### WORK INSTRUCTIONS
Could you return each line from the one bearing "Where can you find the handrail" through the last line of the entries, exactly as it stands, with no pictures?

### DATA PROVIDED
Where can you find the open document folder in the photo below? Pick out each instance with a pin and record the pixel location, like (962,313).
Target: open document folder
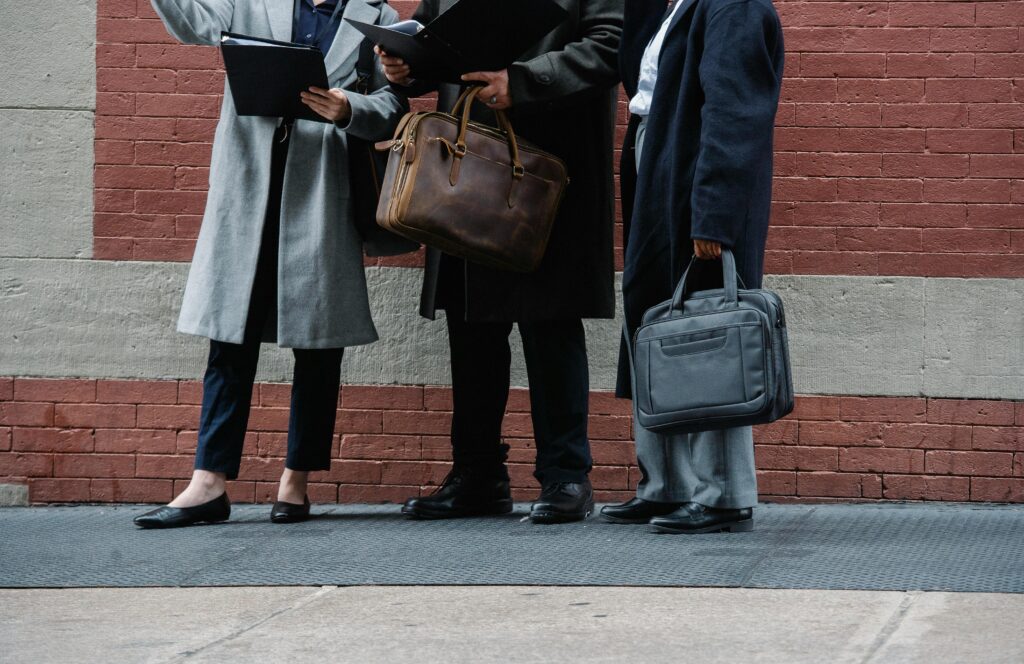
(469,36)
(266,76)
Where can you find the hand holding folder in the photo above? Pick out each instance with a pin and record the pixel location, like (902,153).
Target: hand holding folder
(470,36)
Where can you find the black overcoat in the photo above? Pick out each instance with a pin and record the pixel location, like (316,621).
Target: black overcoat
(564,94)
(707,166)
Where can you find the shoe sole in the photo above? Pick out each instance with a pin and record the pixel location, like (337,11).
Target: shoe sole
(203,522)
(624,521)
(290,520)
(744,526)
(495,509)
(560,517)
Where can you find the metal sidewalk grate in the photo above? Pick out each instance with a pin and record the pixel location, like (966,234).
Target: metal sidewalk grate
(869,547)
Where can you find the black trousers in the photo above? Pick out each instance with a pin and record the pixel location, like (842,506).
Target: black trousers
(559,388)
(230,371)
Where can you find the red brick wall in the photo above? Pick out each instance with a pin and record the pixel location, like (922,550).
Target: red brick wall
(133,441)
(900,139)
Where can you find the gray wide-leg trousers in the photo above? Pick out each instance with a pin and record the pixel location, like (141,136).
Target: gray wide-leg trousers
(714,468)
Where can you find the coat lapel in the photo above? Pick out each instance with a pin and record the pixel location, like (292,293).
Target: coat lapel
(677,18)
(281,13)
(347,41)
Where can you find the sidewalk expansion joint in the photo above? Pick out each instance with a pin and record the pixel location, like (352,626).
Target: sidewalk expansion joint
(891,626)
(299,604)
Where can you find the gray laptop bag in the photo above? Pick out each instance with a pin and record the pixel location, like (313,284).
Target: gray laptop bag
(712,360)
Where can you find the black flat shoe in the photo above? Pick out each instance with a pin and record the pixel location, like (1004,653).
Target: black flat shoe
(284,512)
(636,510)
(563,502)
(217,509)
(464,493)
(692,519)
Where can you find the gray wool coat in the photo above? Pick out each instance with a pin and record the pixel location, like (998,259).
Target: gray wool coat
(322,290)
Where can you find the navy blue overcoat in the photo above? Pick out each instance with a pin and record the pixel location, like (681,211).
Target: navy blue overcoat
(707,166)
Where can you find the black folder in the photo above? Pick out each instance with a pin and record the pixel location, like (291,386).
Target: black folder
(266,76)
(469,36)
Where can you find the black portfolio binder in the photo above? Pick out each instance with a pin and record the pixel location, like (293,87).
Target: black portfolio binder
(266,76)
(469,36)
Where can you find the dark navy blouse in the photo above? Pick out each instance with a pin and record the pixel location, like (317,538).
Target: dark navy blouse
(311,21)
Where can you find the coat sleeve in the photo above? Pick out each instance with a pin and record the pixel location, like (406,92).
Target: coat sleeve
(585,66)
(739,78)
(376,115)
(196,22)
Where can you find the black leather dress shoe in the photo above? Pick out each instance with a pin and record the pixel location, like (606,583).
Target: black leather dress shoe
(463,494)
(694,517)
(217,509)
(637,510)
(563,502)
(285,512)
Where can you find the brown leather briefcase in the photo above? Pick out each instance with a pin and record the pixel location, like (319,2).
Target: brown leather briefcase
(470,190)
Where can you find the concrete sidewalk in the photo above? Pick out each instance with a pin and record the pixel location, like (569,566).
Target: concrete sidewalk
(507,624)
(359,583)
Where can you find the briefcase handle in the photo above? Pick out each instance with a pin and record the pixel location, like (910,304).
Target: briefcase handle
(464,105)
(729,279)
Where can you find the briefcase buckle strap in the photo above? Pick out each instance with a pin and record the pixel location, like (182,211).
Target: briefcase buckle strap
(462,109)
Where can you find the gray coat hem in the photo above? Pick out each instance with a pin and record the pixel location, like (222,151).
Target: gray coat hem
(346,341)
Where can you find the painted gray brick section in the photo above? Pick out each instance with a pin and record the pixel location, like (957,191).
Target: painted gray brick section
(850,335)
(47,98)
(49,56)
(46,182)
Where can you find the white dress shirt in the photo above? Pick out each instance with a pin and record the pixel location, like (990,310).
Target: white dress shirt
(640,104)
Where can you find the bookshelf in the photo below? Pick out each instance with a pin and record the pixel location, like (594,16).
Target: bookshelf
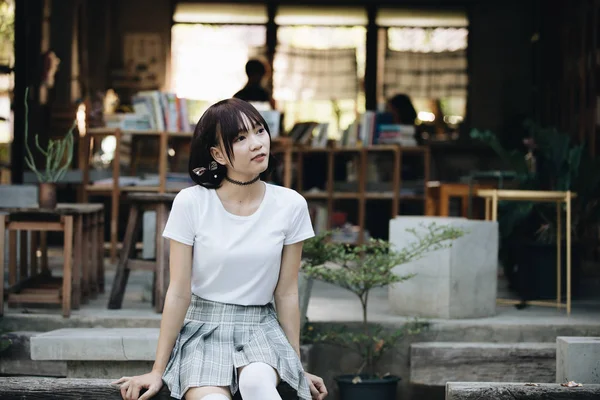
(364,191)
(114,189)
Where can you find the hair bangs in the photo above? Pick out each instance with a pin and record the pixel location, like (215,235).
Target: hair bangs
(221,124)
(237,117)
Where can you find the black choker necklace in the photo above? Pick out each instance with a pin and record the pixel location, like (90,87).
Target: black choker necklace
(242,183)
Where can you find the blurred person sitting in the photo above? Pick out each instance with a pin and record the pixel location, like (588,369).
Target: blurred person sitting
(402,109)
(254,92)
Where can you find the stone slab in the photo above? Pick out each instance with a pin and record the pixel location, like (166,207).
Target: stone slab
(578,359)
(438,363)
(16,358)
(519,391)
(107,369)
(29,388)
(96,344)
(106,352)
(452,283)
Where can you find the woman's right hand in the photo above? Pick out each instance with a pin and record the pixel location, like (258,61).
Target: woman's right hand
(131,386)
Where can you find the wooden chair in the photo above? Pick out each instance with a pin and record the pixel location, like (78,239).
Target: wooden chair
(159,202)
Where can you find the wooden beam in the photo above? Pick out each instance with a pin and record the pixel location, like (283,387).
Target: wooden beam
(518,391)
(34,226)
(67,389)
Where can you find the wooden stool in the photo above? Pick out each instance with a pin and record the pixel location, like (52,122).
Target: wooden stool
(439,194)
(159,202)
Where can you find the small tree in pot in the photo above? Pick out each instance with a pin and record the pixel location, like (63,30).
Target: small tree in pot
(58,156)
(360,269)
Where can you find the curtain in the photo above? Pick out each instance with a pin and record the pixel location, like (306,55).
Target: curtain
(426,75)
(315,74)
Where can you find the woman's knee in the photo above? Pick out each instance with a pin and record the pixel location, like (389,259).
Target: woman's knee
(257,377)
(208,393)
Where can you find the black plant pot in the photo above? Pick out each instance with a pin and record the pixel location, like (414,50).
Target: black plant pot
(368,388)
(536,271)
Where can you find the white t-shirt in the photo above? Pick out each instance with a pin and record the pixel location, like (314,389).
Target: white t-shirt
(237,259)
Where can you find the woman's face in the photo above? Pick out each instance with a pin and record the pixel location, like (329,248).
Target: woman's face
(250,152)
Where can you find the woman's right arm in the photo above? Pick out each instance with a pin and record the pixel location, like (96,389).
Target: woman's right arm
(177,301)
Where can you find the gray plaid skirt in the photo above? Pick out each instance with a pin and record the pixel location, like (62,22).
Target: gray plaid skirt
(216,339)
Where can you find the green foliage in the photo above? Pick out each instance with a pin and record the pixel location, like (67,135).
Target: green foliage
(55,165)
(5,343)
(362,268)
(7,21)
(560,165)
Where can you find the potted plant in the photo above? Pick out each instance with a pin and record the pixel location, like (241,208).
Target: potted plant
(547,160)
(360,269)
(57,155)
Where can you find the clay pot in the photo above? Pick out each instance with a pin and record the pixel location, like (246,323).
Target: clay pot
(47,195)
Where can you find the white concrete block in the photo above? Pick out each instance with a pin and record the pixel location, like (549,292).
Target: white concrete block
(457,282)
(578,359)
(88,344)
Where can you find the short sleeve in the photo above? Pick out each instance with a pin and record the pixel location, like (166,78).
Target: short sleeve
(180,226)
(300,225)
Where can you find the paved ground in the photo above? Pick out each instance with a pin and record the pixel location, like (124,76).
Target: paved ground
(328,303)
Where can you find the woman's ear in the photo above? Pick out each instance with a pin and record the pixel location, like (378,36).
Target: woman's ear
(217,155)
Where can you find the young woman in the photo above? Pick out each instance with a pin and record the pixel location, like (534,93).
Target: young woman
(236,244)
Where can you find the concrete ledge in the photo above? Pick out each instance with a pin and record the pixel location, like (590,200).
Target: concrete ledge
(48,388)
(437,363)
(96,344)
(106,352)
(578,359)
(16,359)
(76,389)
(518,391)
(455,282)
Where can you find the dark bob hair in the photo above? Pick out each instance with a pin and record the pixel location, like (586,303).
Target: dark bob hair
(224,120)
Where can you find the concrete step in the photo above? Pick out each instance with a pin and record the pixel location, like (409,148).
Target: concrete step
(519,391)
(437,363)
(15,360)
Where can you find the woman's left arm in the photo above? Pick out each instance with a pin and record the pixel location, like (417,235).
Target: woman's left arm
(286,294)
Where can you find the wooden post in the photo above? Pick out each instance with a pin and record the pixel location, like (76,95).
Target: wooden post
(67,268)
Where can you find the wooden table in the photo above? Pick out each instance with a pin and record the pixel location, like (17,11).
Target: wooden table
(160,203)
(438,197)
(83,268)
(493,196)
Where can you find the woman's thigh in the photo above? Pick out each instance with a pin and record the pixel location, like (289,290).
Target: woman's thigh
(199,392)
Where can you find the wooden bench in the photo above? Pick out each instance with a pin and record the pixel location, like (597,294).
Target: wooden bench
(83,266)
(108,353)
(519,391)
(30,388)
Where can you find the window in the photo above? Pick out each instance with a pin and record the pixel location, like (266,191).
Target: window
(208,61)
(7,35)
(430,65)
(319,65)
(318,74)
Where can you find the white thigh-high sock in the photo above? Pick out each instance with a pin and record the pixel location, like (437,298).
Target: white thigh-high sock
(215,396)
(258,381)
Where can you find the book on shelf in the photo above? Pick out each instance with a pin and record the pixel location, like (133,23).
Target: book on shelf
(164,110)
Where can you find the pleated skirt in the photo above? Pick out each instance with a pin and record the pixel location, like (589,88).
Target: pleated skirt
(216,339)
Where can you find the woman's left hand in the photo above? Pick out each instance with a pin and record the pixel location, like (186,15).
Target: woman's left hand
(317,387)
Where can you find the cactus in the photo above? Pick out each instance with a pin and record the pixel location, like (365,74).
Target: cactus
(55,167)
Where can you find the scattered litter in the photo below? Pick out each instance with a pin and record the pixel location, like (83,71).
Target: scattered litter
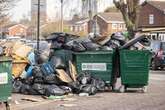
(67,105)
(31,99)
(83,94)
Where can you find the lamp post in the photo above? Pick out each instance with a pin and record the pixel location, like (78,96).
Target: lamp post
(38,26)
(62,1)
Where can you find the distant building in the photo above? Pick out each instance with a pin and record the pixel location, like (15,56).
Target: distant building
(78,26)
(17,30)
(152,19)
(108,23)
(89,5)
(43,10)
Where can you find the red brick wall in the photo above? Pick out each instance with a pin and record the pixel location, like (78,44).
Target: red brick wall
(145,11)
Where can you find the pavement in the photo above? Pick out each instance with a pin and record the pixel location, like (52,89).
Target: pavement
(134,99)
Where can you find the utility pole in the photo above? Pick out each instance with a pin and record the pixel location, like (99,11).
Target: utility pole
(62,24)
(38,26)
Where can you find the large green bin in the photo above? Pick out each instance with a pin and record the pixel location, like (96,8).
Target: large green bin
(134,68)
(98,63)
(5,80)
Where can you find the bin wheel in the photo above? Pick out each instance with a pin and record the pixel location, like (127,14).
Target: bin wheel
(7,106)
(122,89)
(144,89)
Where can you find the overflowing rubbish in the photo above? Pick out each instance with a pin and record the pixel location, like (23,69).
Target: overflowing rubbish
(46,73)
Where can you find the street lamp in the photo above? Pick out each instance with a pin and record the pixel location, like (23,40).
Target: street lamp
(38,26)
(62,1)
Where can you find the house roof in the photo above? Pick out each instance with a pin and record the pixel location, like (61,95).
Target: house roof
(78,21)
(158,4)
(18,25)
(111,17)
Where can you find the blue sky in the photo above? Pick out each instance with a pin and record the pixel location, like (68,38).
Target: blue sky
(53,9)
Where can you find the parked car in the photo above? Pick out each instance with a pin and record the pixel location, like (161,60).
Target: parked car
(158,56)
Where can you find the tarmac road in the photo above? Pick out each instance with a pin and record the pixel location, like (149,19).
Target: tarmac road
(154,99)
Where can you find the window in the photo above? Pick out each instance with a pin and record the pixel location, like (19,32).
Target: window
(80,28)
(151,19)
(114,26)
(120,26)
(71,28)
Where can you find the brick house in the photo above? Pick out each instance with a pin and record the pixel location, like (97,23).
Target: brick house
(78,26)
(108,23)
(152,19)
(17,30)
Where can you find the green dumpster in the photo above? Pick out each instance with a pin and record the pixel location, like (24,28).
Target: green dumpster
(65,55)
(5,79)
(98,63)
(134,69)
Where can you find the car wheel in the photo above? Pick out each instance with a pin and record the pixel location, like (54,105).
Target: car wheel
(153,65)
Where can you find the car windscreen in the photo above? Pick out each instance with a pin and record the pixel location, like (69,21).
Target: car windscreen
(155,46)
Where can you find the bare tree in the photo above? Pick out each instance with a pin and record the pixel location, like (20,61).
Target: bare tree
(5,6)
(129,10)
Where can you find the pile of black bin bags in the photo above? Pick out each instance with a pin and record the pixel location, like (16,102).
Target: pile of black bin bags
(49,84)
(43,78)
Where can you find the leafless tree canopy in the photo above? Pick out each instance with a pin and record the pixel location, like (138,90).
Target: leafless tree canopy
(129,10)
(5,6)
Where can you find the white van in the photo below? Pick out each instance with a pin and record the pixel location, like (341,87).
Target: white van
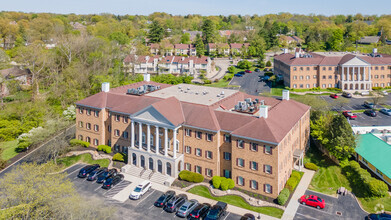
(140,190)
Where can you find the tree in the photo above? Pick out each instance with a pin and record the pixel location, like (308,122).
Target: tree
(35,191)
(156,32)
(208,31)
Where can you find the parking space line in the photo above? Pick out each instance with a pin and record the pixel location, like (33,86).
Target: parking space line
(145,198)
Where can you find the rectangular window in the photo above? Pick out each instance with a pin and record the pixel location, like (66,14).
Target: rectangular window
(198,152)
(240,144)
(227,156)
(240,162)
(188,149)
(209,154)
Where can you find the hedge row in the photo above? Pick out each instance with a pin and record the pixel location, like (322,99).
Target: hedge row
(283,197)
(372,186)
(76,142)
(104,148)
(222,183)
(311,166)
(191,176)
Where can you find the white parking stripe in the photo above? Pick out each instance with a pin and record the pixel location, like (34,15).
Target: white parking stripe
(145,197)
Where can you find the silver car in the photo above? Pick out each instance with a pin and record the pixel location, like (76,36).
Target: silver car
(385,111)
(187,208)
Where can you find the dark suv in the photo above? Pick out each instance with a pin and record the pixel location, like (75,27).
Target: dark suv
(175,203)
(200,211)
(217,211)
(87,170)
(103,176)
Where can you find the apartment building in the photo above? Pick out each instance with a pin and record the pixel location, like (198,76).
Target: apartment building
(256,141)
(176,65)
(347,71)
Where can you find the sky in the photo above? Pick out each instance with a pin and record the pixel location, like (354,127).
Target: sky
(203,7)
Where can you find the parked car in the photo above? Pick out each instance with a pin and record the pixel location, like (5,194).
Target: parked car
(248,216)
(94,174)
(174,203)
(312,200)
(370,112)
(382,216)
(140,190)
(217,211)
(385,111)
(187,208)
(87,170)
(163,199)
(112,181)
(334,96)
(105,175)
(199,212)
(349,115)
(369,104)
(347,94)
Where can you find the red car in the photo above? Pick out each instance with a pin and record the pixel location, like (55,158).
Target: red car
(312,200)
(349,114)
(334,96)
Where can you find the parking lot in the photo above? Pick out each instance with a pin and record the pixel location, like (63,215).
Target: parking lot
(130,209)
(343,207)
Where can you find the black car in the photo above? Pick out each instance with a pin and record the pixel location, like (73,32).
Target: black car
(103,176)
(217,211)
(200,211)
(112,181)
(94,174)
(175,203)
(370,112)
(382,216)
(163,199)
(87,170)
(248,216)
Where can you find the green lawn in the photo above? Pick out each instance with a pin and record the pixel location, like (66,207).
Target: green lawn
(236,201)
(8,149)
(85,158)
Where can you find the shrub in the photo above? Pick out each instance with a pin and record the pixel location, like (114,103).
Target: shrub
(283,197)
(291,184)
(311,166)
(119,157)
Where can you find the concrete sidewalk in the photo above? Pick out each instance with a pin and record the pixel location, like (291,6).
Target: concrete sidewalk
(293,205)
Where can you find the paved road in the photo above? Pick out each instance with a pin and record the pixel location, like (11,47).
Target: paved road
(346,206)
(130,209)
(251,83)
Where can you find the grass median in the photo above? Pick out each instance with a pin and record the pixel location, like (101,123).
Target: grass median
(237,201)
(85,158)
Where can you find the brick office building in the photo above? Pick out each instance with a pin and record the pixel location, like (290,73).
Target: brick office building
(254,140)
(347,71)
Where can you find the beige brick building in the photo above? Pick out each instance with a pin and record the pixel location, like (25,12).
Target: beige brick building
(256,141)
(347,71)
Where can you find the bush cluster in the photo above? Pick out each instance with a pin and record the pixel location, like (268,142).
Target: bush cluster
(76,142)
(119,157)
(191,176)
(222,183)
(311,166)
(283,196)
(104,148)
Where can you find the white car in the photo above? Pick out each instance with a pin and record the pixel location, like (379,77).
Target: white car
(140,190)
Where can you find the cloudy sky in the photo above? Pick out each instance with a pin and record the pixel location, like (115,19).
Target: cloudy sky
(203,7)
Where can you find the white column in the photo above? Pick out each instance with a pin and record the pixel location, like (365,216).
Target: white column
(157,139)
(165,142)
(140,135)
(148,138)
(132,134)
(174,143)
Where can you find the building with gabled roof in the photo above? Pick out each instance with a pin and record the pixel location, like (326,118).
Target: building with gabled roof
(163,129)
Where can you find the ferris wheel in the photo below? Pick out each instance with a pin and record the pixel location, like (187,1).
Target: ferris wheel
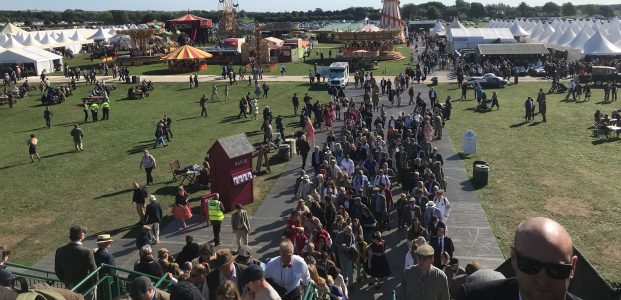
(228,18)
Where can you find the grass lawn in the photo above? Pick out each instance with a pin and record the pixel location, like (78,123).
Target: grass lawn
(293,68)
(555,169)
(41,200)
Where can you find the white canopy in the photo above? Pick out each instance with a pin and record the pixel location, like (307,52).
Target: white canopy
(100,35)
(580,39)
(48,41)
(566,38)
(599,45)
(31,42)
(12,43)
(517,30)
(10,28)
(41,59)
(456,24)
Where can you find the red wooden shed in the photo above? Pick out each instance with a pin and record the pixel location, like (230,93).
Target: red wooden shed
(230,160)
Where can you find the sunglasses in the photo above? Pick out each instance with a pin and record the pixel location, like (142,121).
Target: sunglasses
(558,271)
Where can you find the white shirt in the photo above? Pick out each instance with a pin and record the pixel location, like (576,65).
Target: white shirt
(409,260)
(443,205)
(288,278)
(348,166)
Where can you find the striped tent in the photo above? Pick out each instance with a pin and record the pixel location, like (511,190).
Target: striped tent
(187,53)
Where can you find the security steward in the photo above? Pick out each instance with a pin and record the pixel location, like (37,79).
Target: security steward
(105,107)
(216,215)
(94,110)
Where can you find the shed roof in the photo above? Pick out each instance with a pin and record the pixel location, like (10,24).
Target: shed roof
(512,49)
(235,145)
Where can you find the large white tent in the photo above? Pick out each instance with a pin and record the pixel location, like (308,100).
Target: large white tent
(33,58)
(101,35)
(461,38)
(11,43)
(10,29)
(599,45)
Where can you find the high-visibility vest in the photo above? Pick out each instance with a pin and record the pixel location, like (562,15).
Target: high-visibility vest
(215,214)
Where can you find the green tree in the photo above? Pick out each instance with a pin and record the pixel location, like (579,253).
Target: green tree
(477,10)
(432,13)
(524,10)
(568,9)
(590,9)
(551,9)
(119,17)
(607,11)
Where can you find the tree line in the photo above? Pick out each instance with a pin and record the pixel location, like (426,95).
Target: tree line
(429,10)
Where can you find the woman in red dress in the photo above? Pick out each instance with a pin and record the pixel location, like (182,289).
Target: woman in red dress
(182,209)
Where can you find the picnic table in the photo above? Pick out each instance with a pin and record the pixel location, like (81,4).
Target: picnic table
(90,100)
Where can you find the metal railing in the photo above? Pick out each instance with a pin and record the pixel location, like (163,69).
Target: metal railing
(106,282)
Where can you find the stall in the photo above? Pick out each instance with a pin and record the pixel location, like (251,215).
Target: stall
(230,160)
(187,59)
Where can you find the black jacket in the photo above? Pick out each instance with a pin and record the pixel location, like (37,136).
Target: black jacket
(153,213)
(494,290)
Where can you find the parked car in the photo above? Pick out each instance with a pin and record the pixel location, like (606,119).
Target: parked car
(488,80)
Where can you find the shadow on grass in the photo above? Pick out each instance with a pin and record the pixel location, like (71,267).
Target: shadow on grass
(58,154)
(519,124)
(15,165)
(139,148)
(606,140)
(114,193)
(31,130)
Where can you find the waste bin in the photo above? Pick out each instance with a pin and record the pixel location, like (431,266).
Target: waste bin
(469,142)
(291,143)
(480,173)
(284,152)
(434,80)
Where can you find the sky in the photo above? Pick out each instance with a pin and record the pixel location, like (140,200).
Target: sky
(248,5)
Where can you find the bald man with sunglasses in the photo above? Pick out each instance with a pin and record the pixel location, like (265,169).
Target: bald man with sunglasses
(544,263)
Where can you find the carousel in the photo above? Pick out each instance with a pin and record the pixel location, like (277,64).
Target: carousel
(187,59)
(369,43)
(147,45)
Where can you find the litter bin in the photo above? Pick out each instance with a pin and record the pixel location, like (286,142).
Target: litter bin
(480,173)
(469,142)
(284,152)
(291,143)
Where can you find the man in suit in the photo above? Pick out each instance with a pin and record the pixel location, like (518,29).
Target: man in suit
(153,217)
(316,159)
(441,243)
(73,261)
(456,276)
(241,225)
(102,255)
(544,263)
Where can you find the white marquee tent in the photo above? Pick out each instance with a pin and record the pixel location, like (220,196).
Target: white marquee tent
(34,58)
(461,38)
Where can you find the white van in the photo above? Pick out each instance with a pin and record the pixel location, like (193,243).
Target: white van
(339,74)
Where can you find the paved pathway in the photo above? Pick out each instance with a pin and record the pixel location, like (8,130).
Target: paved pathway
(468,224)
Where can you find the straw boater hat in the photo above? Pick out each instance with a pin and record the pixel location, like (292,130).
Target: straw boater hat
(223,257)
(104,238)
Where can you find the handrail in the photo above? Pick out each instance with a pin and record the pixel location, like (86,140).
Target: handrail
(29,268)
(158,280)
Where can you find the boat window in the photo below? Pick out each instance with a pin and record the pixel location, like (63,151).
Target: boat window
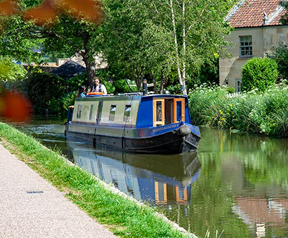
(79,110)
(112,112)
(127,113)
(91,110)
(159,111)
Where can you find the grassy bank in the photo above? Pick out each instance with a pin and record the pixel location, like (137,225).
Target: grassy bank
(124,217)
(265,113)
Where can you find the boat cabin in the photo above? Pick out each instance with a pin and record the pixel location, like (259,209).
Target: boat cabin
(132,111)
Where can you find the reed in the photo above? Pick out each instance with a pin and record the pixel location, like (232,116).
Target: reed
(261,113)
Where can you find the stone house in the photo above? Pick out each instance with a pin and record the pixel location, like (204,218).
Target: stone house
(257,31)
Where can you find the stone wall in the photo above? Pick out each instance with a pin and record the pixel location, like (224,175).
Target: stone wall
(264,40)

### SOLUTION
Where can you find the handrail in the photo above? Pick out each instance with a pin and record the pixel location, like (86,140).
Target: handrail
(29,268)
(158,280)
Where can you find the boat window in the photo below? Pick out each instance with a pin and record the pixel location, like (63,151).
Target: boat window
(79,110)
(112,112)
(127,113)
(91,110)
(159,111)
Where can you find the grassy bank in the photo above? Pick out each instance with a pin and record the pixel location, like (137,225).
Target: grassy bank
(124,217)
(265,113)
Where can you find the boat cabin in the photo above? Pick out each instance with a pin and record the pixel location, like (259,209).
Target: boat cabin
(132,111)
Where can you find the reed in the photo above? Pick out each instance with a pin and record the pixel location, like (232,116).
Target: reed
(261,113)
Where can you find the stone house in the photo above? Pick out each instance with a pin and record the pixel location, like (204,218).
Target: stone house
(257,31)
Where can you find the stone wall in the photo above? Pick out each instance with a pin and record the pixel location, like (224,175).
Target: stone wall
(264,40)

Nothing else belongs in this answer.